**Exercise objective**
Look for the word "covered" in the entries below, then copy every line that has it.

**Annotated photo localization data**

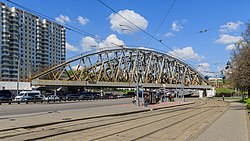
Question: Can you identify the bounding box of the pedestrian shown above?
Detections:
[169,94,172,102]
[144,95,149,107]
[132,96,136,104]
[222,95,224,101]
[161,95,164,102]
[172,93,175,102]
[156,90,160,104]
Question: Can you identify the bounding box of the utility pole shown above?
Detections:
[120,24,141,106]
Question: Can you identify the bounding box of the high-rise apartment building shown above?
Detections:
[0,2,66,82]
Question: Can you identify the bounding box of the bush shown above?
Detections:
[244,98,250,109]
[215,87,235,97]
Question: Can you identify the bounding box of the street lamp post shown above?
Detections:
[175,82,178,99]
[181,74,185,102]
[120,24,141,106]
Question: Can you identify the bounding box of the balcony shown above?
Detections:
[9,75,18,80]
[10,38,19,43]
[2,62,10,66]
[9,22,19,27]
[2,71,10,75]
[2,30,10,34]
[2,47,10,51]
[2,75,11,80]
[9,43,19,49]
[2,53,10,58]
[9,48,19,53]
[2,57,11,62]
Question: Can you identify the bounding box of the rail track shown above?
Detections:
[0,99,229,141]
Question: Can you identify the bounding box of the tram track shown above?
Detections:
[0,100,229,141]
[0,100,202,140]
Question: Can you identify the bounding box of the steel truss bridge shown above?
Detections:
[31,47,211,89]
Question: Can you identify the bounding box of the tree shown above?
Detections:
[229,22,250,97]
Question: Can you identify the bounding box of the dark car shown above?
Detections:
[79,92,100,100]
[65,94,80,101]
[0,90,13,103]
[104,93,116,99]
[90,92,101,99]
[79,93,92,100]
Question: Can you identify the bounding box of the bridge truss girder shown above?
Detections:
[31,47,210,87]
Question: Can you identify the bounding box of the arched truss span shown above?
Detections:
[31,47,210,86]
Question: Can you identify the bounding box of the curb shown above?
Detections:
[0,101,195,132]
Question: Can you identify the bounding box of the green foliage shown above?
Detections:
[244,98,250,109]
[216,87,234,94]
[229,22,250,97]
[216,87,235,97]
[215,87,236,97]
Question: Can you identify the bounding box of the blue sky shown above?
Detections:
[3,0,249,76]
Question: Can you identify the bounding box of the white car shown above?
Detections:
[43,95,60,101]
[14,91,42,102]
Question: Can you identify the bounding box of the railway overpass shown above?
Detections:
[31,47,211,90]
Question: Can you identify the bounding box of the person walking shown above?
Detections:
[132,96,136,104]
[144,95,149,107]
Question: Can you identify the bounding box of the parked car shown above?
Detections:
[90,92,101,99]
[79,92,101,100]
[0,90,12,103]
[65,94,80,101]
[79,93,92,100]
[117,95,125,98]
[104,93,115,99]
[43,95,60,101]
[14,91,43,102]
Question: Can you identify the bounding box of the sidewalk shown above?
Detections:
[195,102,249,141]
[0,100,194,131]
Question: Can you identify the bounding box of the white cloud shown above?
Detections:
[165,32,175,37]
[109,9,148,34]
[171,19,187,32]
[220,21,243,33]
[225,44,236,50]
[197,63,213,76]
[66,42,78,51]
[168,47,204,61]
[171,21,182,31]
[77,16,89,26]
[81,34,125,52]
[99,34,125,48]
[216,66,223,73]
[81,36,98,52]
[214,34,242,45]
[71,65,83,71]
[55,15,70,23]
[198,63,210,71]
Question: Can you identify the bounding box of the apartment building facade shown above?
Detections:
[0,2,66,82]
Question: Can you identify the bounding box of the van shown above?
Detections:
[14,91,43,102]
[0,90,13,102]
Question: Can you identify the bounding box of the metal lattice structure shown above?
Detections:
[31,47,210,88]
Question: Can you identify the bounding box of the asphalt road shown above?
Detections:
[0,98,131,116]
[0,99,230,141]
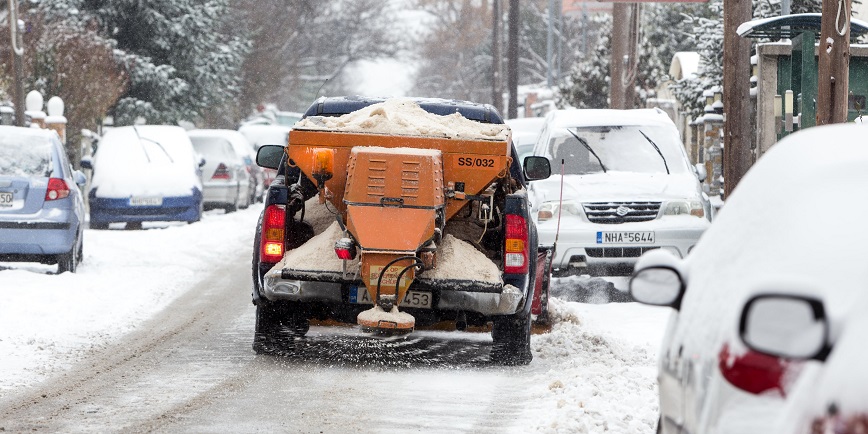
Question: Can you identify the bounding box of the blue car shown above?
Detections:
[83,125,204,229]
[0,126,87,273]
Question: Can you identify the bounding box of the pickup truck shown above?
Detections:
[250,96,552,365]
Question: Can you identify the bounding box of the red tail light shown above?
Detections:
[260,204,286,263]
[718,343,788,396]
[334,237,357,260]
[504,214,529,274]
[45,178,70,201]
[211,163,232,180]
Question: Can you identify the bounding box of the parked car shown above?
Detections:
[527,108,711,278]
[0,126,86,273]
[83,125,203,229]
[629,123,868,433]
[187,129,252,212]
[505,116,545,163]
[238,124,291,199]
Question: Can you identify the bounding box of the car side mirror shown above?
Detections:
[256,144,285,170]
[523,156,551,181]
[694,163,707,182]
[629,249,686,309]
[73,170,87,187]
[739,294,830,361]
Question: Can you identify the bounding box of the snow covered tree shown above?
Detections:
[35,0,249,126]
[559,9,666,110]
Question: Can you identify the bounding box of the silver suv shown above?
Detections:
[527,108,712,277]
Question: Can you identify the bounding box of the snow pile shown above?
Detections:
[294,98,509,141]
[421,234,501,284]
[526,300,670,433]
[282,221,360,273]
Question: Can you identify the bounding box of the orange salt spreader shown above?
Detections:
[287,128,512,332]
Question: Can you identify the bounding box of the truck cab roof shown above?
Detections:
[303,96,505,125]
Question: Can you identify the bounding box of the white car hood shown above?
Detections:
[530,171,701,203]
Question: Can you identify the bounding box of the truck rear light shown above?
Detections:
[260,204,285,263]
[718,343,788,396]
[334,237,356,260]
[504,214,528,274]
[45,178,70,201]
[211,163,232,180]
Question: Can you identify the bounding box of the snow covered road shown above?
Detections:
[0,206,671,433]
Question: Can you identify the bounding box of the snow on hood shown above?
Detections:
[668,123,868,386]
[294,98,509,141]
[91,126,202,199]
[531,171,701,203]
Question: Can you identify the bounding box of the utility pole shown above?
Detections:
[492,0,502,113]
[8,0,25,127]
[816,0,851,125]
[722,0,753,198]
[609,3,638,109]
[507,0,519,119]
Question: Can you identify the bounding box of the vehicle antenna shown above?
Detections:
[550,158,565,276]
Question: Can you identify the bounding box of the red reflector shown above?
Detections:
[334,237,356,260]
[718,343,787,396]
[504,214,528,274]
[211,163,232,180]
[260,204,286,263]
[45,178,70,201]
[335,248,354,260]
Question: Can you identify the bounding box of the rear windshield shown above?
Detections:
[190,137,236,159]
[0,133,52,177]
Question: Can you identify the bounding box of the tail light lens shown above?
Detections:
[260,204,286,263]
[718,343,788,396]
[211,163,232,180]
[504,214,529,274]
[45,178,70,201]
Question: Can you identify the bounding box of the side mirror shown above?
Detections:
[73,170,87,187]
[739,294,830,361]
[629,266,685,308]
[629,248,686,309]
[523,156,551,181]
[80,156,93,170]
[256,144,285,170]
[694,163,707,182]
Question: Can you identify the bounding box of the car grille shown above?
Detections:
[582,201,661,224]
[585,246,659,258]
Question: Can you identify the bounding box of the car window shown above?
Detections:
[0,133,52,177]
[546,125,688,175]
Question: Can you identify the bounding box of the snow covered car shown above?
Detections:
[527,108,711,278]
[0,126,87,273]
[83,125,203,229]
[188,129,252,212]
[237,124,291,200]
[629,123,868,434]
[506,116,545,163]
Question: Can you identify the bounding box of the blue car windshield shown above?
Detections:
[0,133,52,177]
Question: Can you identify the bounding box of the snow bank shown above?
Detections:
[294,98,509,141]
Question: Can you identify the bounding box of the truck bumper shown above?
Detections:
[262,271,524,316]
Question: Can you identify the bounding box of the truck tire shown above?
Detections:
[490,308,533,366]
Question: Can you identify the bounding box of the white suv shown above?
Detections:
[527,108,711,277]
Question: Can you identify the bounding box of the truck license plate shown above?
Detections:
[349,286,433,309]
[0,191,12,207]
[596,231,655,244]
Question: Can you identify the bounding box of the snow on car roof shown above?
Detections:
[547,108,675,128]
[294,98,510,141]
[189,129,254,157]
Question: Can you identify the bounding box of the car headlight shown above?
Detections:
[663,200,705,218]
[538,200,581,221]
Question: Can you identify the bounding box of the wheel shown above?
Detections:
[252,300,309,354]
[126,221,143,230]
[490,307,533,365]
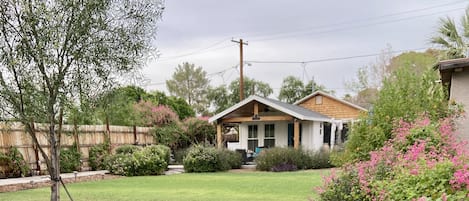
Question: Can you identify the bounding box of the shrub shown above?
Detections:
[174,148,188,164]
[310,150,334,169]
[317,117,469,201]
[183,145,220,173]
[343,66,452,162]
[60,144,81,173]
[106,146,168,176]
[255,147,311,171]
[217,149,242,170]
[115,144,141,155]
[145,145,171,165]
[89,143,110,171]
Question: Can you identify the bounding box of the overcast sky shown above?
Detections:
[141,0,468,98]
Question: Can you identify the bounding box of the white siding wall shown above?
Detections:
[312,121,324,151]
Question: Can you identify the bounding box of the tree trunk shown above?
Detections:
[49,123,60,201]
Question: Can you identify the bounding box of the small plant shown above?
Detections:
[89,142,110,171]
[115,144,141,155]
[60,144,81,173]
[255,147,309,171]
[7,146,30,177]
[173,148,188,164]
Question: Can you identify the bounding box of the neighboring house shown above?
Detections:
[438,58,469,141]
[208,91,367,152]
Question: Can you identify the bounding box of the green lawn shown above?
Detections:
[0,169,328,201]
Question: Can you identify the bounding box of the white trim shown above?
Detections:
[293,90,368,112]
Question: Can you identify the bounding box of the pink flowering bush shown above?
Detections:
[133,101,179,126]
[317,116,469,201]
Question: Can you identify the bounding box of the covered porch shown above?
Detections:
[209,95,332,152]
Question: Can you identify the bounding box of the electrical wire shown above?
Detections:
[246,47,429,64]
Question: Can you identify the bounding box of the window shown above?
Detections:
[264,124,275,148]
[316,95,323,105]
[247,125,258,152]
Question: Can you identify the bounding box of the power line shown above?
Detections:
[243,0,467,41]
[246,47,429,64]
[157,38,233,61]
[250,7,466,42]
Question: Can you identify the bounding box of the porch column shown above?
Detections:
[294,119,300,149]
[330,122,336,150]
[216,123,223,149]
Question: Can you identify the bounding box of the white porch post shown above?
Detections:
[330,121,336,150]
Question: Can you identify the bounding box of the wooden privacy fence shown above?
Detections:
[0,122,154,174]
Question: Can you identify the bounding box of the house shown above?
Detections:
[438,58,469,141]
[208,91,367,152]
[294,91,368,147]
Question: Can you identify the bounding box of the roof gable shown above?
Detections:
[294,91,367,112]
[208,95,331,123]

**Exercise output**
Question: Can you identify the bounding box of the snow covered tree shown above?
Question: Can you identify the bounding box of the snow covered road shown above?
Question: Can you identify the bounding box of the snow covered car shown above?
Question: Can you identify the bounding box of the covered porch shown above?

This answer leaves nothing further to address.